_Exercise directions_
Copy the data below word for word, line by line.

_Records provided_
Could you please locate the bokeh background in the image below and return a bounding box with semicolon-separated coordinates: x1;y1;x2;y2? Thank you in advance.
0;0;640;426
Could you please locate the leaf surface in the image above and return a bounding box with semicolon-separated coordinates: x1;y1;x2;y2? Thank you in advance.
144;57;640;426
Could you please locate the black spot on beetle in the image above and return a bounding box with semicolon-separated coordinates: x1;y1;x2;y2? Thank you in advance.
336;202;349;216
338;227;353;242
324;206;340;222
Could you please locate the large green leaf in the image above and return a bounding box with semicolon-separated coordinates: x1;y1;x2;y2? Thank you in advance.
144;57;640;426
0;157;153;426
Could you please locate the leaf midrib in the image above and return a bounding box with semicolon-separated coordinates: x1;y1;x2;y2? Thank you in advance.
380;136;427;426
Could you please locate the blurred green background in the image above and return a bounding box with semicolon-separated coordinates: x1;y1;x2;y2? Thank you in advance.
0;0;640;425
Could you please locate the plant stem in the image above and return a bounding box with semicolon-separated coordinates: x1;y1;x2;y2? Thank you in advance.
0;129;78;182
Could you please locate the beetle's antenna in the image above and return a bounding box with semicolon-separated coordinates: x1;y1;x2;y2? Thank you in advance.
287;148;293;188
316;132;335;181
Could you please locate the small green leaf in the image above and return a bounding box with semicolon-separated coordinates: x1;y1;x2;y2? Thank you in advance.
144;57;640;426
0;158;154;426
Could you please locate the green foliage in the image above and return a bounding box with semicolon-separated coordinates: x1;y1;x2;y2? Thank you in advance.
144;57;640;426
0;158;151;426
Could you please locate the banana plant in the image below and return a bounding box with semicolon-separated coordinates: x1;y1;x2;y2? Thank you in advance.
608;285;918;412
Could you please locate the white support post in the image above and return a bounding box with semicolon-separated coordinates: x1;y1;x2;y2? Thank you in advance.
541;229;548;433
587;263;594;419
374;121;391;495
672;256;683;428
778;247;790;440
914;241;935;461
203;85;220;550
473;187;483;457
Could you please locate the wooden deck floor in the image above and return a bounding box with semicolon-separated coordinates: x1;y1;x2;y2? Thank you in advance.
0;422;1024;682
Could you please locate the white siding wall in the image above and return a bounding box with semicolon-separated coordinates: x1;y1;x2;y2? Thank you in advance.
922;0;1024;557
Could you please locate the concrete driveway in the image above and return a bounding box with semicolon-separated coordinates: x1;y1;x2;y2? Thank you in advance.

_Reply_
Could you please locate the bokeh background in the image below and return a bounding box with semicolon-separated coordinates: x1;y1;x2;y2? Thank you in advance.
0;0;640;426
Could you please locate the leaf surface in the image above and return a bounding box with semicolon-separated coordinates: x1;y1;x2;y2? Thank you in advance.
144;57;640;426
Could you please locate the black spot on beetle in the image above and return a bounding box with semicolon-separated coordinates: x1;y1;x2;y2? Thank you in advance.
336;202;349;216
338;227;353;242
324;206;340;222
Could you please locate the large green leaf in the image above and return a bounding box with semicolon-separated coordinates: x1;y1;x2;y2? Thank you in advance.
144;57;640;426
0;157;153;426
Could you please locate the leaf midrib in the image above and return a bounding box with semicolon-separated coordinates: x1;y1;x2;y2? Thank you in advance.
380;136;427;426
Could you please locate the blurred green background in the image above and return a bounding box with semicolon-separated coordinates: x1;y1;x2;y2? Thank you in advance.
0;0;640;425
Could you please locate the plant stem in the image above and return a bounding box with semicolon-separated coordinates: x1;y1;x2;y2? Thank you in advance.
0;129;78;182
Could you please locate the beetle's antenna in the image above and return a bounding box with semicolon-separated coordinates: x1;y1;x2;y2? Thank you in advance.
287;148;293;188
316;132;335;181
Could you please locate the small green leaf in the image above and return a bounding box with semicolon-separated coordinates: x1;y1;x2;y2? Thank you in advance.
144;57;640;426
0;158;154;426
Could you please locate the green foliage in the image above and return a bounding box with semicolon-separated coordinates: x1;y1;x2;y2? Thank you in advance.
144;57;640;426
0;158;151;426
Could you please locate the banana plant in the image below and return a bounding box with semicolon-separated coordinates: x1;y1;x2;y2? Thank you in advance.
608;285;918;412
Could you please locate the white support post in the image above and return a bounding box with semicolon-separated coordinates: x1;y1;x2;y2? Thank you in advance.
541;229;548;433
587;263;594;419
374;121;391;495
672;256;683;428
778;247;790;440
914;241;935;461
203;85;220;550
473;187;483;457
Could you please locate the wooden deck floor in the image above and return a bounding box with semicolon-separated coordinates: x1;y1;x2;y2? Thank you in advance.
0;422;1024;682
Could you please locate the white siding wall in the image above and return a bounding box with semicolon-separated coordinates: x1;y1;x2;y2? Thank you in advance.
922;0;1024;557
Could you please locate the concrete driveway in the image above and return a bounding box with semicolon-separated coordinates: x1;y1;x2;y2? Thank you in advance.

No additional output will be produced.